Most people don't realize that our planet is traveling at 107,000 km/hr or 67,000 miles/hr. I amazes me to realize how fast we are traveling through space......you can't tell from looking at the stars or the moon. You can't tell even by marking the daylight.....but looking at the canvas of the Almighty's paint brush with time lapse photography, it is impossible for me not to marvel with wonder and awe....by the beauty of it all. I found this clip and would love to see more like it...please...feel free to post.....


       
 Stargazing in the Canadian Rockies



Kev
Never regret your choices in life ! There is no way to go back to do it again and compare. Make the most and do your best with every decision you make

Charlie-brm

It explains why my hair dries so quickly after I wash it and I don't even own a blower.
If someone wants to see any images I refer to in posts, first check my gallery here. If no bueno, send me a PM. More than glad to share.
Current Model: 1990 FJ1200 3CV since 2020
Past Models: 1984 FJ1100 - 2012 to 2020
1979 XS750SF - 2005 to 2012

red

Quote from: CanDman on February 02, 2014, 10:25:35 PMMost people don't realize that our planet is traveling at 107,000 km/hr or 67,000 miles/hr. I amazes me to realize how fast we are traveling through space......you can't tell from looking at the stars or the moon. You can't tell even by marking the daylight.....but looking at the canvas of the Almighty's paint brush with time lapse photography, it is impossible for me not to marvel with wonder and awe....by the beauty of it all. I found this clip and would love to see more like it...please...feel free to post.....
Kev
Kev,

Those numbers would be roughly 0.001% of lightspeed, but yep, that's SpaceShip Earth.  
Please note, we have no escape pods aboard, so we need to take care of it.   :biggrin:  
The Sun, with the Earth and the other planets, is headed generally toward Vega, at about 140 miles per second.

Our Sun is just one minor star in the outer rim of a barred-spiral galaxy, called our Milky Way galaxy, which probably looks like this:



There are hundreds of billions of stars in our Milky Way Galaxy (which is kinda puny, really, as galaxies go).  
It's a LONG way to the next closest galaxy, called Andromeda, but you can see that one without a telescope.

Twice lately, they pointed the Hubble Space Telescope at two places in the sky that looked totally empty, just black space.  
The resulting photographs were amazing.  
It seems logical that these pictures would be repeated in any possible direction that we might look, from Earth, if no other stars were in the way.  
Hang onto your hat, and use both hands:

HUBBLE TELESCOPE ULTRA DEEP FIELD. THE MOST IMPORTANT IMAGE EVER TAKEN

Cheers,
Red
Cheers,
Red

P.S. Life is too short, and health is too valuable, to ride on cheap parade-duty tires.

Capn Ron

Wow...that's just beautiful!  I spent last weekend camping out in the Mojave Desert here in Southern California.  Escaping the ambient light of Los Angeles, the sky was awash with a mind-numbing amount of stars!  I spent some time gazing up at all of them and realized that man...throughout time has done exactly the same and must have had at least as many questions as I had.  We're all just here for a brief flash of time...soak in as many stars as you can.

Cap'n Ron. . .
Cap'n Ron. . .

#### ITEMS
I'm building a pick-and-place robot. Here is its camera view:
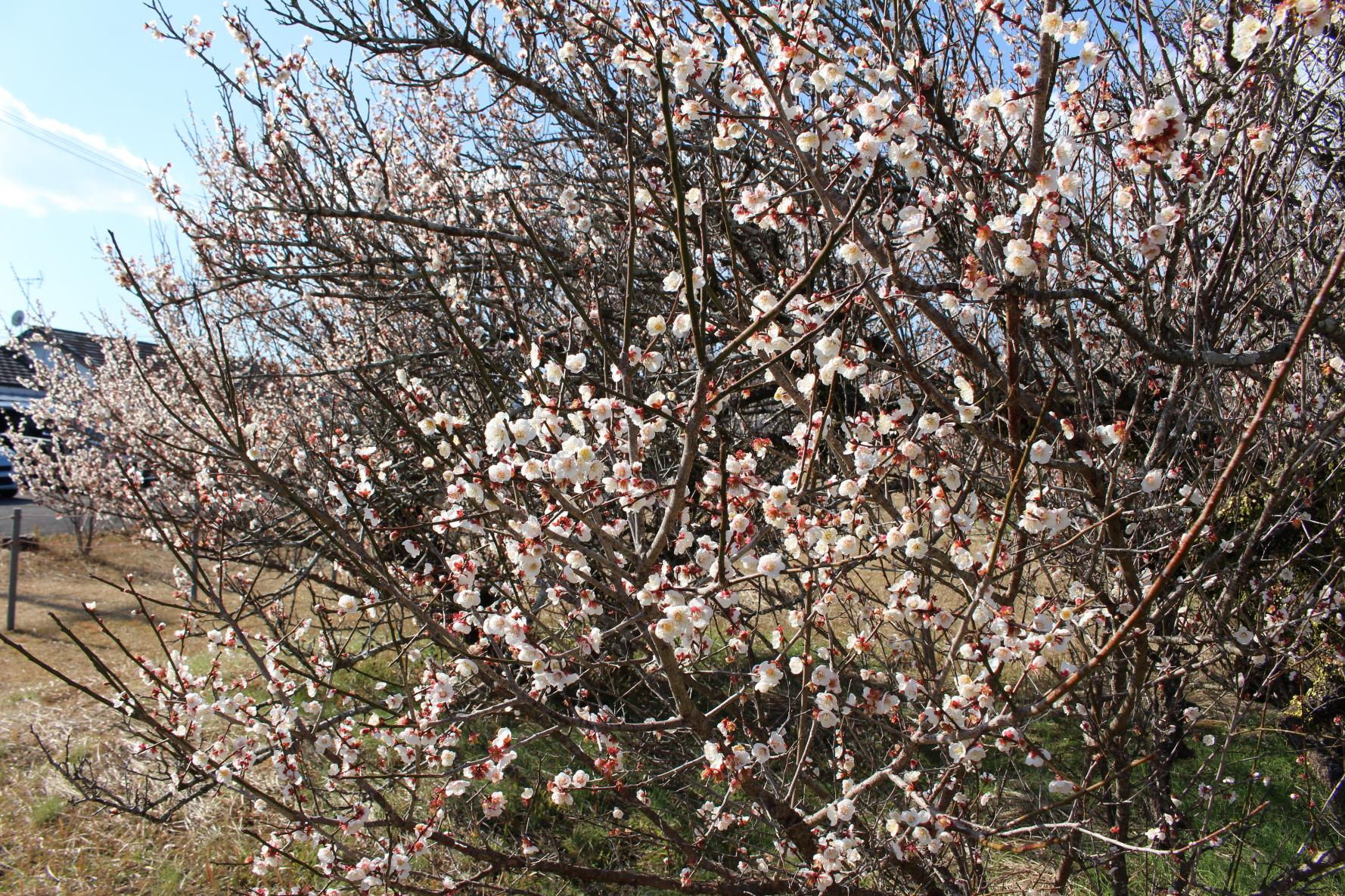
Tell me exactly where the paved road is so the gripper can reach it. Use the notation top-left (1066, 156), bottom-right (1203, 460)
---
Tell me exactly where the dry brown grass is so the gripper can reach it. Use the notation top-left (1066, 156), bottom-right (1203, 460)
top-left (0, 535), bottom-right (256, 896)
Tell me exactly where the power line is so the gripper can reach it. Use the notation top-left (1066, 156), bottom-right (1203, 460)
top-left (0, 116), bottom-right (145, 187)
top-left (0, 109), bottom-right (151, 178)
...
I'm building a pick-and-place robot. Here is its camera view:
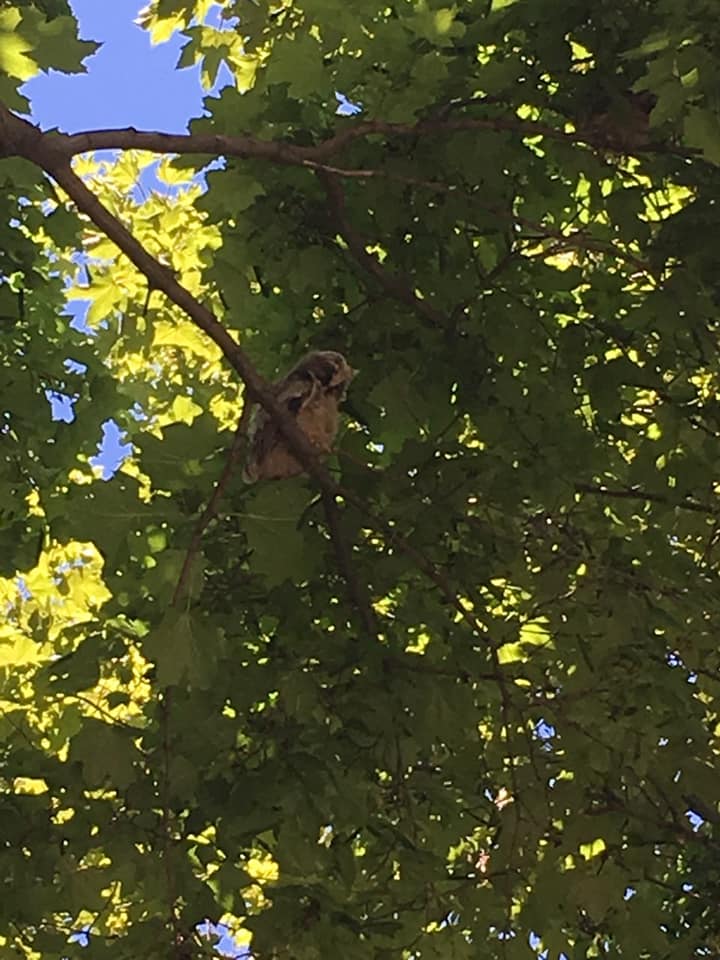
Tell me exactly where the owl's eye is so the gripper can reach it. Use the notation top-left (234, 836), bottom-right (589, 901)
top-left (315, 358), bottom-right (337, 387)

#### REQUIRED TASKS
1. According to the stargazing thread, which star are the Sun and its planets generally headed toward?
2. Write the next part of the stargazing thread, picking up after its final line.
The records are separate material and have no connection to the stargazing thread.

#### EXERCISE RESPONSES
1. Vega

2.
There are two types of people in the world...Those who put people into categories...and those who don't.

ribbert

Yep Kev, that sure is beautiful. I have also been lucky enough to view the night sky through some of the clearest air on the planet. I could not believe it. 40 years later I still have a vivid image of it in my mind. It is something that needs to be seen first hand.

Mind, I could never describe it as well as this bloke.

http://youtu.be/OQSNhk5ICTI

Noel
"Tell a wise man something he doesn't know and he'll thank you, tell a fool something he doesn't know and he'll abuse you"

CanDman

 


   Hey fellas....thx for posting......it's hard to imagine how there can be so much beauty around us and yet so much pain and fear and anguish within us. Funny you know......I was watching "The Hunt for Red October" the other day and one scene in particular caught my attention. The American Sub is hunting top secret Soviet Sub with a hydrodynamic propulsion system making the sub virtually silent. Now here is this sonar expert listening for anything that could reveal this stealth(silent) sub. After several hours he goes to the captain with audio recordings of what the Subs computer registers as seismic anomalies or mating whales and tells the skip that the computer is wrong. He plays this audio to the Captain at regular speed...and nothing....sounds like nothing !! Then he plays the same audio at 10 times normal speed and realize that it is man made because of the regular pulse intervals.

in fact here's the clip


     Hunt for Red October - Jonsey Reports  



My point in all this.......is........if we can conclude that something is man made by the consistent pulse of a time interval ........how come it is so hard to recognize God within the constant and precise motion of our planet within the heavens  :scratch_one-s_head:

I don't mean to sound preachy but I just don't understand why people look so hard not to see it.......we live on a giant ball, spinning every 24 hours on a 22 degree axis in a synchronized orbit around the Sun. And we do it every  31,536, 000 seconds .......... over the past 10,000 years (age of modern man)........that equals 315,360,000,000 seconds.........:mail1: ......Now I am sure a lot of people lost a lot of money on the Super Bowl......but I don't think that there is a soul on this planet that would take these odds of all this being an accident........ :nea:




       A Year on Planet Earth (4 Seasons)    

 
Never regret your choices in life ! There is no way to go back to do it again and compare. Make the most and do your best with every decision you make

FJ_Hooligan

I recommend reading Bill Bryson's "A Short History of Everything"
I just finished it and it was one of the best books I've ever read.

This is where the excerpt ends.